● **MATERIAL FOR THIS EXERCISE**:
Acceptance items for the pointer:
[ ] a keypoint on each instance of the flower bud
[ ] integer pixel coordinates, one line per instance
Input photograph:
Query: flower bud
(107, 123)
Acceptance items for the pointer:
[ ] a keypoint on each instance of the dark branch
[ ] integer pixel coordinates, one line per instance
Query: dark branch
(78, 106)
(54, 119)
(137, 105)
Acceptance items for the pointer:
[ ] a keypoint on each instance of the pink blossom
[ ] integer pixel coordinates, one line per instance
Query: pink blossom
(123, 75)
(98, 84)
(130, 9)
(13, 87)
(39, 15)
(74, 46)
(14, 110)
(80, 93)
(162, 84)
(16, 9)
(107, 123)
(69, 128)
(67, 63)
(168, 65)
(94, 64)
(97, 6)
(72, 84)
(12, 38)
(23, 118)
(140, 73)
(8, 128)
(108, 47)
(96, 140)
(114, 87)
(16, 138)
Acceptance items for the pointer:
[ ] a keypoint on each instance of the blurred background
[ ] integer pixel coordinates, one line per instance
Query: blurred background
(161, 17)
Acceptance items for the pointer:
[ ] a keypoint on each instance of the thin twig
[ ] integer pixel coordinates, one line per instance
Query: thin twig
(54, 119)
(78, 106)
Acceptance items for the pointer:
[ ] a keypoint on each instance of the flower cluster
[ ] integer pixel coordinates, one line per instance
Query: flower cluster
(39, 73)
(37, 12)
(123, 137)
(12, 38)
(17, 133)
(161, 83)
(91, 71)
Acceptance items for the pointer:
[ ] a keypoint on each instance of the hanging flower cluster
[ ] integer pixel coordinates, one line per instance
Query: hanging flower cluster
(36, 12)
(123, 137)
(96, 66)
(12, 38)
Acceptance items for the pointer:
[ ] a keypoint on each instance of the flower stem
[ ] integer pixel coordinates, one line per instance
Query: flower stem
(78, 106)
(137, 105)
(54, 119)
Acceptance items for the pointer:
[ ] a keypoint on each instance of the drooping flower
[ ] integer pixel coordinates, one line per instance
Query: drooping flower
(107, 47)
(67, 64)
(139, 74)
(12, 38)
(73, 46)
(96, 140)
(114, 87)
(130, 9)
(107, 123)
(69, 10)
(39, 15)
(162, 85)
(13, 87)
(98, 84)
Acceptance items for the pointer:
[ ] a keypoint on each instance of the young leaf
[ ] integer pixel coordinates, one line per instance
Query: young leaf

● **GIVEN PROBLEM**: Restate the listing in full, word for word.

● **EXERCISE SOLUTION**:
Acceptance items for the pointer:
[ ] a keypoint on each instance of the flower bud
[ ] integer pixel coordinates, one line per instance
Input photograph:
Query: flower bud
(107, 123)
Acceptance items for the pointer:
[ ] a keypoint on each instance of the dark branch
[ ] integer pixel coordinates, one line per instance
Query: dark branch
(78, 106)
(54, 119)
(137, 105)
Acceptance items for the pointer:
[ ] a keypoint on each instance of the pink blossom
[ ] integer pixel coordinates, one line per instance
Query: pink blossom
(123, 75)
(98, 84)
(130, 9)
(13, 87)
(39, 15)
(74, 46)
(14, 110)
(80, 93)
(162, 84)
(16, 9)
(107, 123)
(69, 128)
(67, 63)
(168, 65)
(94, 64)
(97, 6)
(72, 84)
(12, 38)
(23, 118)
(140, 73)
(8, 128)
(108, 47)
(96, 140)
(114, 87)
(16, 138)
Acceptance items for the pointer:
[ ] a keypoint on each instance of the blurred background
[ ] integer pixel coordinates, one line per instance
Query: blurred background
(161, 17)
Acceptance items for the pointer:
[ ] a keypoint on each instance of the thin twig
[ ] integer pixel coordinates, one line per instance
Query: thin twig
(54, 119)
(78, 106)
Acceptance items for the pointer:
[ ] a keypoint on each instance of the flower cluster
[ ] integer pixel coordinates, one line per instance
Query: flower cluster
(39, 73)
(37, 12)
(123, 137)
(12, 38)
(17, 133)
(161, 83)
(91, 71)
Acceptance items for the pointer:
[ ] a keypoint on each instance of the hanging flower cluster
[ ] integer pixel coordinates, one line per instance
Query: hanging flower cluster
(36, 12)
(123, 137)
(96, 66)
(12, 38)
Acceptance items for the pointer:
[ ] a keypoint on each instance of the flower stem
[ ] integer pixel coordinates, one line per instance
Query: flower stem
(78, 106)
(137, 105)
(54, 119)
Acceptance items for the pointer:
[ ] a keypoint on each instance of the drooping flower
[ ] integer pixel coordinates, one line per instance
Query: drooping flower
(107, 47)
(67, 64)
(139, 74)
(12, 38)
(73, 46)
(96, 140)
(114, 87)
(130, 9)
(107, 123)
(69, 10)
(39, 15)
(162, 85)
(13, 87)
(98, 84)
Acceptance items for the pointer:
[ ] a keypoint on each instance of the young leaf
[ ] integer pixel coordinates, one line per instance
Query: young leaf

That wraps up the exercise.